Work to be completed
Update the records starting at the beginning and ending at the line that contains "186], [404, 191]]", replacing "press photographer" with "news photographer" and changing nothing else.

....................

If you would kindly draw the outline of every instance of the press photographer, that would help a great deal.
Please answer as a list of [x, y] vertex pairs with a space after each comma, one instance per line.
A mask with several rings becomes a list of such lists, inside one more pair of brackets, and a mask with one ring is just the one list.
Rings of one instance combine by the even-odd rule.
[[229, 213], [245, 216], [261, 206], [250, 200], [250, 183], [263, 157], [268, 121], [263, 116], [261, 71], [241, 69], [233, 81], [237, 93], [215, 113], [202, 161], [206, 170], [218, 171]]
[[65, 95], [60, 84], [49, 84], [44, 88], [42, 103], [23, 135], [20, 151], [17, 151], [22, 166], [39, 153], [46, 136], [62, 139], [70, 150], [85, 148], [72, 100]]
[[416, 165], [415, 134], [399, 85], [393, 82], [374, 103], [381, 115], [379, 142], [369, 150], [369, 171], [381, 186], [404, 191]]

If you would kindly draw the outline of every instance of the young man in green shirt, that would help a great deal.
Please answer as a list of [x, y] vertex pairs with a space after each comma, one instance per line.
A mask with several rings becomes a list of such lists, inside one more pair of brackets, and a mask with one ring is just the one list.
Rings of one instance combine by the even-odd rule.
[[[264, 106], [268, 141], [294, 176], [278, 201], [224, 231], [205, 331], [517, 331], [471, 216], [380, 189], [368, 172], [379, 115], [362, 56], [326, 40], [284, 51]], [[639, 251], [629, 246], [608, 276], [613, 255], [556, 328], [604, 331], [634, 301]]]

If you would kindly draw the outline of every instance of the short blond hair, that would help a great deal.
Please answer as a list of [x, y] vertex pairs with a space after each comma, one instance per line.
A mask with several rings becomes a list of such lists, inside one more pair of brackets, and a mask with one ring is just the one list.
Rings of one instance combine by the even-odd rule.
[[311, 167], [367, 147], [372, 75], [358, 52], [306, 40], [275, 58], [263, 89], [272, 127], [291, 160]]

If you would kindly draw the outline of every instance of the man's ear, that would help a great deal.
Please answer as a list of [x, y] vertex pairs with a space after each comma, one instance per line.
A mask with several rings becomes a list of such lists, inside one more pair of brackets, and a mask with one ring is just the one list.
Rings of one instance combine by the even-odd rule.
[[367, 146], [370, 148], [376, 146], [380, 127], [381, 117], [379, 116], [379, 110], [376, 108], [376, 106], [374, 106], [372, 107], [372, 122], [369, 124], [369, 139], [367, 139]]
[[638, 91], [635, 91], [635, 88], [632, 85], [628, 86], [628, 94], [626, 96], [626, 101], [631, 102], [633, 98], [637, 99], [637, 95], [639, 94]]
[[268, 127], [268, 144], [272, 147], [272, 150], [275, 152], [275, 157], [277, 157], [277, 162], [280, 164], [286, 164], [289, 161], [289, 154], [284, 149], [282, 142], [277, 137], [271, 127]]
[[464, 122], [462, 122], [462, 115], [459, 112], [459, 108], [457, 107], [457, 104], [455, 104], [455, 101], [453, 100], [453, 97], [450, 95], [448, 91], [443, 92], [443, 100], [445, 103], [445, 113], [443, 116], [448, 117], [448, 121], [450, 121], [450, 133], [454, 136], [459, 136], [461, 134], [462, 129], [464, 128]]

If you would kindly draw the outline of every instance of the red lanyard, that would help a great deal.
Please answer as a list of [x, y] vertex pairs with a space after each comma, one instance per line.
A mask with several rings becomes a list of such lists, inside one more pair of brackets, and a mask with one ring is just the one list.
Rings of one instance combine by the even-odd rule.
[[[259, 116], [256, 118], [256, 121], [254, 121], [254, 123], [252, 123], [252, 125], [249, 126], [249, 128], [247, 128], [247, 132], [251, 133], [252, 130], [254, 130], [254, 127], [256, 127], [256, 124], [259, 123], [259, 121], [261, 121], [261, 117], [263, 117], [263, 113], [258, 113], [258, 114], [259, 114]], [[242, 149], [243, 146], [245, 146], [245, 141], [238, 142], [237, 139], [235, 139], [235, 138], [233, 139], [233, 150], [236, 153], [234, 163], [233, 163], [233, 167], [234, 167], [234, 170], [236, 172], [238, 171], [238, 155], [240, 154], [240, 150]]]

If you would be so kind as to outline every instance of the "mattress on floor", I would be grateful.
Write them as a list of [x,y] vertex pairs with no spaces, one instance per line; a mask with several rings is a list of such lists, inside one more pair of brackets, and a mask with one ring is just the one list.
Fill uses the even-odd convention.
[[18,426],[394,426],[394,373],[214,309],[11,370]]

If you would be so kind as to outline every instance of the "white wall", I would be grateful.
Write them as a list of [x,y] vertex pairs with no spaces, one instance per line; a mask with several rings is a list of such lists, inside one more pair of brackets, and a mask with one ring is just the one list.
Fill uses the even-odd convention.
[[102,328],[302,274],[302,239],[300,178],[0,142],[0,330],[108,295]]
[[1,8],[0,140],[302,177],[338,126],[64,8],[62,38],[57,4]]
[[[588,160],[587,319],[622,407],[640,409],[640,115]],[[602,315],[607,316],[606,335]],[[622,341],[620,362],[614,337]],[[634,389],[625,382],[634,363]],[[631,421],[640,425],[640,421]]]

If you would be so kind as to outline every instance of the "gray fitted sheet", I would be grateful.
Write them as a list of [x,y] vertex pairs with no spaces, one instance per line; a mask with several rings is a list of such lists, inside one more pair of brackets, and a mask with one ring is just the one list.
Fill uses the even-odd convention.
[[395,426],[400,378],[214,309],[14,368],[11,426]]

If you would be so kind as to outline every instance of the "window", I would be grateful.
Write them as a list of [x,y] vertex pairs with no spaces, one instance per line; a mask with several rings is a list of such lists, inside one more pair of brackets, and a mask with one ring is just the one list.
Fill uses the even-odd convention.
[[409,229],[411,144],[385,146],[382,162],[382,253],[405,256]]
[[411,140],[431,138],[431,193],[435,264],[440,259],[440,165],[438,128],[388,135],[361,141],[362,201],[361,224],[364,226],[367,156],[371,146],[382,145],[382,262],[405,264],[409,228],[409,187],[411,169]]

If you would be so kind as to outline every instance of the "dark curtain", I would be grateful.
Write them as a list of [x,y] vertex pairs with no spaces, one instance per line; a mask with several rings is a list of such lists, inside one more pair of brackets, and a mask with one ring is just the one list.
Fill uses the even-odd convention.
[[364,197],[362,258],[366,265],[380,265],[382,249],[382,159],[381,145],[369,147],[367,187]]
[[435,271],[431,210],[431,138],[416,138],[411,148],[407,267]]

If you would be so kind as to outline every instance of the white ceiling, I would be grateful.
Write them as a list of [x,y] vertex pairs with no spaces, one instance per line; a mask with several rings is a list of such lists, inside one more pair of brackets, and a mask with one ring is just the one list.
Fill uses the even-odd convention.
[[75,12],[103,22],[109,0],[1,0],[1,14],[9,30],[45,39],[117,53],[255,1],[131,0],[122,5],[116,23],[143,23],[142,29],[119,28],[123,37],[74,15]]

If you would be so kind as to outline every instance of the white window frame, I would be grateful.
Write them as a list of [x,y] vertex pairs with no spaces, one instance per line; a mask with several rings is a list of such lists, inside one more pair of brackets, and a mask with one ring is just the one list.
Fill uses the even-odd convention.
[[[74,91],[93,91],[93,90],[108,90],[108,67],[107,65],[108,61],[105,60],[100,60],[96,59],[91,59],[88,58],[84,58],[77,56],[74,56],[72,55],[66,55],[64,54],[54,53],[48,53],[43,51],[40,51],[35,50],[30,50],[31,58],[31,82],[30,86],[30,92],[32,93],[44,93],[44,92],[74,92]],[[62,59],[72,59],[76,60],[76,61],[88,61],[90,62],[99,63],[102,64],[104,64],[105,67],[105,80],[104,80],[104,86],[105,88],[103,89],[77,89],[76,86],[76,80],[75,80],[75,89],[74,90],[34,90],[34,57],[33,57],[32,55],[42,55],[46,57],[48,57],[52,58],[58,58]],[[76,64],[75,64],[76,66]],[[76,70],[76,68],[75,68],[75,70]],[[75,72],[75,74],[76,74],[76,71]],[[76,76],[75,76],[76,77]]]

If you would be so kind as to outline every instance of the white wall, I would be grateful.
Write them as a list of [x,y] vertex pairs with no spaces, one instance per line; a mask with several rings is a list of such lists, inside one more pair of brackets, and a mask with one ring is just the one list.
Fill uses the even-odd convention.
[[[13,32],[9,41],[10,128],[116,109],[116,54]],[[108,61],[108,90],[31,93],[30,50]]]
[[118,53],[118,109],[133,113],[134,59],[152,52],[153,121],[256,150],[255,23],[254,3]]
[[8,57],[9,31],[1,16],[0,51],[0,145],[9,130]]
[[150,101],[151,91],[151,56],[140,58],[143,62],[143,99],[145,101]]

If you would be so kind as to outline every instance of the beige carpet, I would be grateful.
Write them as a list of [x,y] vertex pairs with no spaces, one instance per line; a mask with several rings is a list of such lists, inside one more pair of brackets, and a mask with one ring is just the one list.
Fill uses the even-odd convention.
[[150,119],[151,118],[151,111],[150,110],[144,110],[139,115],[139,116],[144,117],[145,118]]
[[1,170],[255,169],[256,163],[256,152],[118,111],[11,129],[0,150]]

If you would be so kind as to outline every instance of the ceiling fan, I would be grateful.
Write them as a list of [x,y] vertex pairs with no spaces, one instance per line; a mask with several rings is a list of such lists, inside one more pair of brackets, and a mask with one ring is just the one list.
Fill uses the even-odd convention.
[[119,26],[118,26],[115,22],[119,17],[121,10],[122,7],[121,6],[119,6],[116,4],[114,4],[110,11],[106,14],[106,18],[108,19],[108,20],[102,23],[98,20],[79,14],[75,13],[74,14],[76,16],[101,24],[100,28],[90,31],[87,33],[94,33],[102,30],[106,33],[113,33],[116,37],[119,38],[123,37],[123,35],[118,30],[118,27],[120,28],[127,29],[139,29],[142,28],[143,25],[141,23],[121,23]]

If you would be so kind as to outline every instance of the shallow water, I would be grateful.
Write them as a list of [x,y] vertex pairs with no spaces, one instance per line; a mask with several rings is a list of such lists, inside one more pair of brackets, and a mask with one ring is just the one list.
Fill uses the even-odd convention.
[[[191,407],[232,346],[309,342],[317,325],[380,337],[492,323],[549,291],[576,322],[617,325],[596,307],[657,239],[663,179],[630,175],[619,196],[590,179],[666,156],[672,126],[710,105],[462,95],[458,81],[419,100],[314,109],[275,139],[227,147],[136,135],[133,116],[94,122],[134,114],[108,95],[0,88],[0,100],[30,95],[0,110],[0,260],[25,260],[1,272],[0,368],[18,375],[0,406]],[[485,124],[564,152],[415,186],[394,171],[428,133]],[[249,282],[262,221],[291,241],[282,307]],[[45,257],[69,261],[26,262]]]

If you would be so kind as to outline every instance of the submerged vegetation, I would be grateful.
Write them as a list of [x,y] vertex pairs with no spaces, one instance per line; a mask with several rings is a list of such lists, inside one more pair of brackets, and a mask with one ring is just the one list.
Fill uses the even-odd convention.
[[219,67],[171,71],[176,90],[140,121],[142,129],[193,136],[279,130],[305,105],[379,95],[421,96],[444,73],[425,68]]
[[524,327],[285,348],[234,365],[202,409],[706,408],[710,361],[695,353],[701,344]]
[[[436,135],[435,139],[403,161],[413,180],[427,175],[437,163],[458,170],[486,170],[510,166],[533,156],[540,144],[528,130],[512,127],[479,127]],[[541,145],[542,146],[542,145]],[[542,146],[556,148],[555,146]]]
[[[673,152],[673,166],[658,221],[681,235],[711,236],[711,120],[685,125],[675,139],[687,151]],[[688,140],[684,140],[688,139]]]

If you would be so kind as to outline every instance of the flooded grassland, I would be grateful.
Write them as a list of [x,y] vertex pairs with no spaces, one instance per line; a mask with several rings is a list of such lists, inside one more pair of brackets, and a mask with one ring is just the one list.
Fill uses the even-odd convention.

....................

Reply
If you would kindly draw the outline of every instance of the news photographer, that would help a great deal.
Please answer as a list of [x, y] vertex pairs with a space after each comma, one instance per line.
A mask with several rings becomes a list of such lists, inside one more pair of brackets, and a mask with one ring is just the one list.
Rings of one instance combine by the even-odd rule.
[[229, 213], [245, 216], [261, 206], [250, 200], [250, 183], [263, 157], [268, 121], [263, 116], [261, 71], [241, 69], [233, 81], [237, 93], [215, 113], [202, 161], [206, 170], [218, 171]]
[[65, 95], [60, 84], [49, 84], [44, 88], [42, 103], [23, 135], [20, 151], [17, 151], [22, 166], [39, 153], [46, 136], [62, 139], [70, 150], [85, 148], [72, 100]]
[[416, 165], [415, 134], [399, 85], [393, 82], [374, 103], [381, 115], [379, 142], [369, 150], [369, 171], [381, 186], [404, 191]]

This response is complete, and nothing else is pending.